SELECTED PASSAGE:

There is a historical precedent for this. The great oil embargo of 1973 produced a number of diesel-powered vehicles available for sale in the late 70's and early 80s. They produced better mileage, but had 50-60% the power of their gasoline-fired bretheren. Had the gas-powered version been engineered in a context where it needed only match the performance achieved by the diesel, the mileage would have essentially equalized.
The overall point here is that until this era of $4/gallon gas few of us were willing to settle for the diminished performance envelope produced by hybrids. That's why an R18 is what it its--we don't really want to settle for less than its 140hp output, even in a relatively small car like a civic. But design priorities are bound to change and mpg may finally hit the front burner priority-wise. We will see just how good today's gas-engine technology is in regard to efficiency, and perhaps that regenerative braking is a hybrid's only real advantage.

INFORMATION PROVIDED:
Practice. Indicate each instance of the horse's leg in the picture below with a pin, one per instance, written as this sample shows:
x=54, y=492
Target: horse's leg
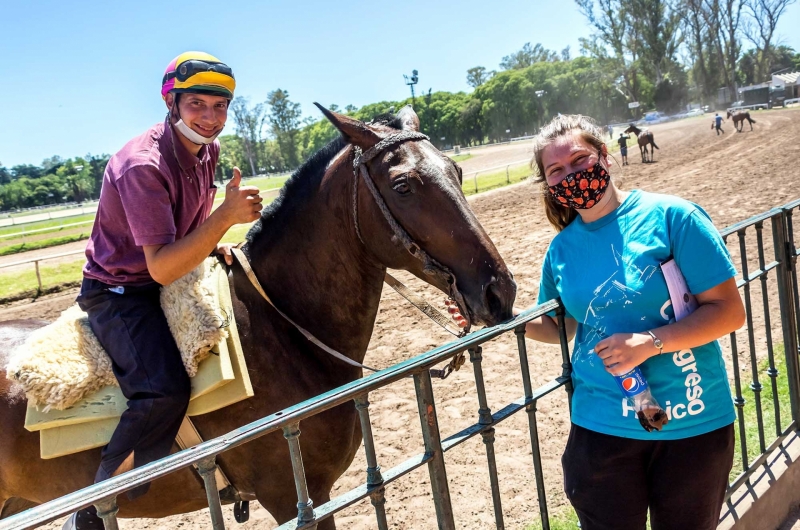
x=14, y=505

DO THIS:
Extend the passage on gas engines versus hybrids, picking up right after its final sentence. The material is not needed for this.

OUTPUT FOR THIS EXERCISE:
Another point to be noted here--a 'relatively small' car like a LX is pushing 3000lbs. these days. Weight savings technolgies are a big part of the current hybrid compact-car approach. This adds cost to a vehicle, cost that would be directly borne by the consumer in a car lacking any government production subsidy. Design a gas civic to the same performance level as the hybrid and apply the same sort of weight-reduction techniques, and hybrids start looking like a gimick, in my estimation.